Extract each line of the listing below that contains the string "shirt", matching case exactly.

***

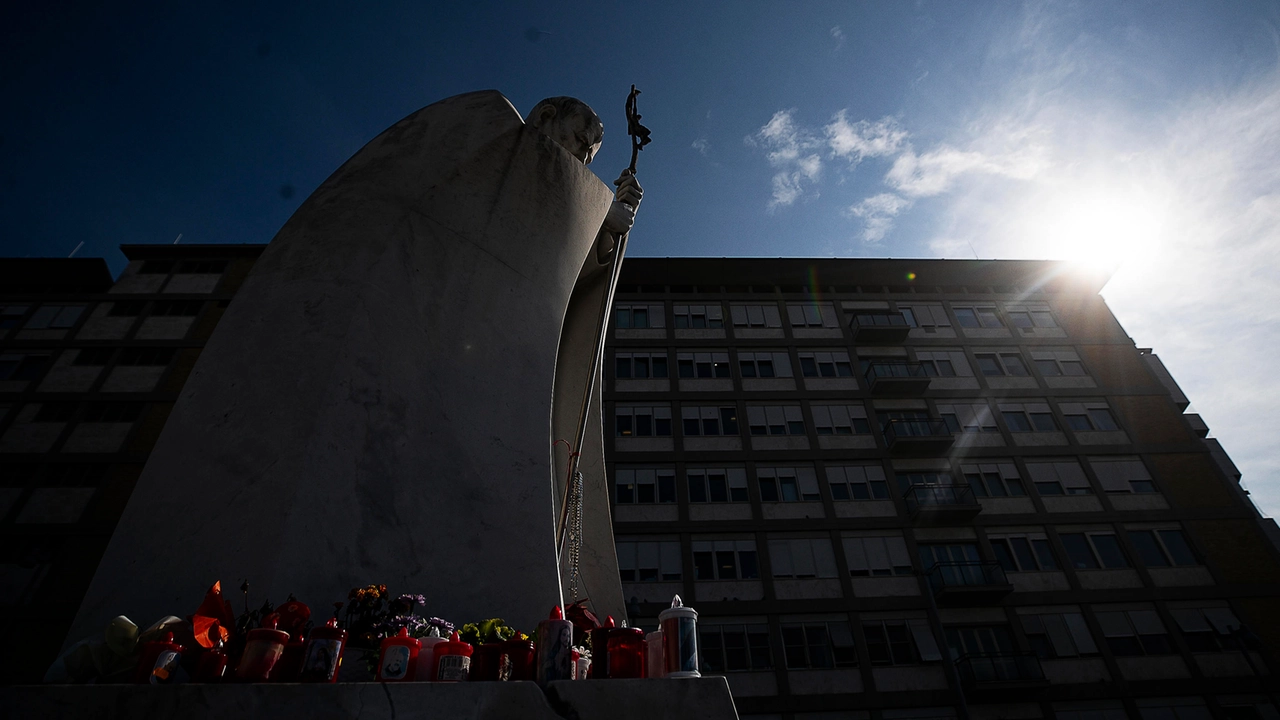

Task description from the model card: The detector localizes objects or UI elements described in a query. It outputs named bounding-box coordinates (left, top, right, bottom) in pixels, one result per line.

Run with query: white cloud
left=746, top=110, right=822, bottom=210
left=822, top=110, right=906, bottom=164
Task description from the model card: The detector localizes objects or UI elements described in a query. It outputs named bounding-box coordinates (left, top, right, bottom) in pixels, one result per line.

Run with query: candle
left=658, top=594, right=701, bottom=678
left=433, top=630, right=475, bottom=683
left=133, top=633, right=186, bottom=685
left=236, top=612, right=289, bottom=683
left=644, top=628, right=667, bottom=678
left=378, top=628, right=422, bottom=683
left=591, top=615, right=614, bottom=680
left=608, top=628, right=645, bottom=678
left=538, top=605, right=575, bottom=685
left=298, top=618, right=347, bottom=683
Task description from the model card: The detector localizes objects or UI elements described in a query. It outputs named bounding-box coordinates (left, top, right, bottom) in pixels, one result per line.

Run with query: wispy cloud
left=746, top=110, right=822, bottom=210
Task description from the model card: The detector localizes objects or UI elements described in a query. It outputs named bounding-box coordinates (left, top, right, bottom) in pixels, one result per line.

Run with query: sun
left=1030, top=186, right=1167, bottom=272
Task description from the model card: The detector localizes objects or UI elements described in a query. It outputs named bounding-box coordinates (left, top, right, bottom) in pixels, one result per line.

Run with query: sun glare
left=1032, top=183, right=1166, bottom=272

***

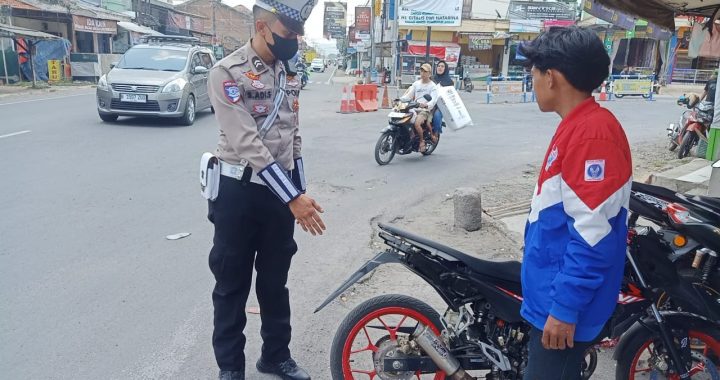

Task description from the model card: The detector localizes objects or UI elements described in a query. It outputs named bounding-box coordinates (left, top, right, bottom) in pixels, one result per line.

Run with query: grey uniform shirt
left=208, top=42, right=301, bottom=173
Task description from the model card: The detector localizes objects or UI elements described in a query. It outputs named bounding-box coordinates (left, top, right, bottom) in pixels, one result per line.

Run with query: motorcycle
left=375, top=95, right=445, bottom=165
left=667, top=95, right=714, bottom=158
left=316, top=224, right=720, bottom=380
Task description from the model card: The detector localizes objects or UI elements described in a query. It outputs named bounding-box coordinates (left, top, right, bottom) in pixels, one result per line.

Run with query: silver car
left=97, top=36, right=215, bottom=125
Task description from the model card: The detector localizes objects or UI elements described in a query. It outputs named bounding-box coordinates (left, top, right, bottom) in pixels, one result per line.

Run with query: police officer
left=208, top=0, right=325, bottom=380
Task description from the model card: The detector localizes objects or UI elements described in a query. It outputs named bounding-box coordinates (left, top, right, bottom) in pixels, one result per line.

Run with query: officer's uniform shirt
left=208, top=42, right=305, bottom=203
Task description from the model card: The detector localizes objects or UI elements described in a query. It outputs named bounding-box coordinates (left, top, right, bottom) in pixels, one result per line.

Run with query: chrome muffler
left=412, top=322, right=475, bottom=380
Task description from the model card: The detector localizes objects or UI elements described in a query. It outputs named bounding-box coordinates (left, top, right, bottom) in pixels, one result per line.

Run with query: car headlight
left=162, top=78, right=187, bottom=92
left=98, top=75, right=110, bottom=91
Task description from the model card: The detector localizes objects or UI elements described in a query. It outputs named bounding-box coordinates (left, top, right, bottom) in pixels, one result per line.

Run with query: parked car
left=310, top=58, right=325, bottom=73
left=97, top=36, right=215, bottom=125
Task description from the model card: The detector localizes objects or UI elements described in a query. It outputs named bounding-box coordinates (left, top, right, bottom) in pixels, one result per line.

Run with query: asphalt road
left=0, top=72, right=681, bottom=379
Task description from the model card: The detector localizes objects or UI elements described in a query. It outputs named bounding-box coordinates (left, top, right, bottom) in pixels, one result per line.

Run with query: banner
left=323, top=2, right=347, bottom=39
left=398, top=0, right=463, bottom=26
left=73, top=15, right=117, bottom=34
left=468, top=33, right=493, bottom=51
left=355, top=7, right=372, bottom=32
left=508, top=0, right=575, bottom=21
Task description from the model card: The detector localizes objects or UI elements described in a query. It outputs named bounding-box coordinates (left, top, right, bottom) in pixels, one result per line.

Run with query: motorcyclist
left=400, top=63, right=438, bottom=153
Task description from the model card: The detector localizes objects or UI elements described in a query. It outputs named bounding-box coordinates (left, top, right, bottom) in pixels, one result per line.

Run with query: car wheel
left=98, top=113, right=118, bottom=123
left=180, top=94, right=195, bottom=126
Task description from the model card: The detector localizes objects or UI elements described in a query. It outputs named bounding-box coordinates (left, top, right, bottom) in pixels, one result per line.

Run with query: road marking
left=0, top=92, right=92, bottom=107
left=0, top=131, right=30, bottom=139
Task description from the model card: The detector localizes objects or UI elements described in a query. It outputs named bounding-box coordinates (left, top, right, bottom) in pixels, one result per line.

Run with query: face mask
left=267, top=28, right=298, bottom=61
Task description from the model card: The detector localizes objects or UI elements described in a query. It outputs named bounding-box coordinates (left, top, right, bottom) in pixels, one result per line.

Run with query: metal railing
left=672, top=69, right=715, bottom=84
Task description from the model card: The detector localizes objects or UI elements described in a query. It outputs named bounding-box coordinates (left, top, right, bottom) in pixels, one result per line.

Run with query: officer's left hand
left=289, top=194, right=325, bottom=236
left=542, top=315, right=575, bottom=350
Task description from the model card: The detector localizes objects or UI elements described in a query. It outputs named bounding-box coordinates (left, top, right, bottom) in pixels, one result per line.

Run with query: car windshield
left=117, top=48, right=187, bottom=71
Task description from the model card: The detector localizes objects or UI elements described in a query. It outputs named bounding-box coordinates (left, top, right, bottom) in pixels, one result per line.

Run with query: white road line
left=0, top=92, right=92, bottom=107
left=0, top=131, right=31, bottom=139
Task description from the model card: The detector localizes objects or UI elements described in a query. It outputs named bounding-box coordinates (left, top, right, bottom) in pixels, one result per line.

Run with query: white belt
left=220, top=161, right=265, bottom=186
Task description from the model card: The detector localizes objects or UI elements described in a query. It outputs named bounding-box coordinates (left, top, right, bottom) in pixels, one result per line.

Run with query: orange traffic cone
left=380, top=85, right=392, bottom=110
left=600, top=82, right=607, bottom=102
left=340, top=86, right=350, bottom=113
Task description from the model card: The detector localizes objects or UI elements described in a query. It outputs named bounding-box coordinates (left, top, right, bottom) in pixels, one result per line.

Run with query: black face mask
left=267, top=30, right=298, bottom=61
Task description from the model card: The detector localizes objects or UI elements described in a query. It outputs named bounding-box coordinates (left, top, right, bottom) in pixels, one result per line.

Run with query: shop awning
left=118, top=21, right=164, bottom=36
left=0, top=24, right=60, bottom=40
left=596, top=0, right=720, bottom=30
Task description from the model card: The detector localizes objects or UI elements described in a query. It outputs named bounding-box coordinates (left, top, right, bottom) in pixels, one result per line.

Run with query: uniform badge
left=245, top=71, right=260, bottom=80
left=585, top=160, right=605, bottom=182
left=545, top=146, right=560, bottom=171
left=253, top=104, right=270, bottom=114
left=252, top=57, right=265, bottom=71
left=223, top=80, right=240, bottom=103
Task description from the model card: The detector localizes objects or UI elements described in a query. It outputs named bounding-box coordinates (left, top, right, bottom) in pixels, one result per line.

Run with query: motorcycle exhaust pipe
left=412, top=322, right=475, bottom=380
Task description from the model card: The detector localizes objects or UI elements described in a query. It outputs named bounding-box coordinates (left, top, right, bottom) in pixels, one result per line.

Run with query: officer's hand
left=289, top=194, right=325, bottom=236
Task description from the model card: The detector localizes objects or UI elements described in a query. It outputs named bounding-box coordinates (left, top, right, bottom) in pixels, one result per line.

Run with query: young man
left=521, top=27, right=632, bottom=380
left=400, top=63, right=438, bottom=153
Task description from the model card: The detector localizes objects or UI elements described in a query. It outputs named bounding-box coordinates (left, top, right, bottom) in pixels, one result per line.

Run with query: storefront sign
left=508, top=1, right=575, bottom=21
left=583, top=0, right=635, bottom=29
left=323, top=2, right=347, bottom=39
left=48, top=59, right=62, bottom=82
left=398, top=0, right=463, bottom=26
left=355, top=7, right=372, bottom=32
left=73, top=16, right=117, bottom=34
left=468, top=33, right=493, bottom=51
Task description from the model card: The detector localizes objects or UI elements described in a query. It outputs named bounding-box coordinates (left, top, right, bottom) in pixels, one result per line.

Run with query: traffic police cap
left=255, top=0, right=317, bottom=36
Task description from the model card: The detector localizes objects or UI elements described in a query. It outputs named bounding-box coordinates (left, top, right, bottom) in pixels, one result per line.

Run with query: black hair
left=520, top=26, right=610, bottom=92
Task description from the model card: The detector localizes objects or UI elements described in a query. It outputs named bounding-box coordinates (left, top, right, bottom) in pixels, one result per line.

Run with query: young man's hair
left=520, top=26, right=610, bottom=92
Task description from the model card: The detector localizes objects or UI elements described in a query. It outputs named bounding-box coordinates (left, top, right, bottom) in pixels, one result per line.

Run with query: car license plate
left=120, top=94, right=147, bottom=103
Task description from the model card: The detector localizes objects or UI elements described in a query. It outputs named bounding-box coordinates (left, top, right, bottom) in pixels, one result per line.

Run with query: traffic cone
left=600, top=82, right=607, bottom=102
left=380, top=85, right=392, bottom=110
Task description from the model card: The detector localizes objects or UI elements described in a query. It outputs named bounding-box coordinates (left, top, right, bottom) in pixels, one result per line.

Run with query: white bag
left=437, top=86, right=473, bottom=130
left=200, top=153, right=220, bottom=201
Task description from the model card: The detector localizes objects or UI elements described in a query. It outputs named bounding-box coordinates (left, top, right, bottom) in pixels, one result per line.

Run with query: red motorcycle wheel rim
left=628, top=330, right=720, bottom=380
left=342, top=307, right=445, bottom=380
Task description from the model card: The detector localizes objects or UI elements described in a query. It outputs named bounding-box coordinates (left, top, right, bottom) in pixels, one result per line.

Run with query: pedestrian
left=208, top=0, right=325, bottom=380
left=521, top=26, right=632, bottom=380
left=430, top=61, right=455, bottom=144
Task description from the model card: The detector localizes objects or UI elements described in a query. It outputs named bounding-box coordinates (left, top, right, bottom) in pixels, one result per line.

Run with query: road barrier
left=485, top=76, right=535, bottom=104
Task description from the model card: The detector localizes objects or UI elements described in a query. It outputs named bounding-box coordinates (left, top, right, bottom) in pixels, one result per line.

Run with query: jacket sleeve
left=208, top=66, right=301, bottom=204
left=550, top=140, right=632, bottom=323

***

Answer to this task:
Run with query: grey uniform shirt
Run with query: officer's uniform shirt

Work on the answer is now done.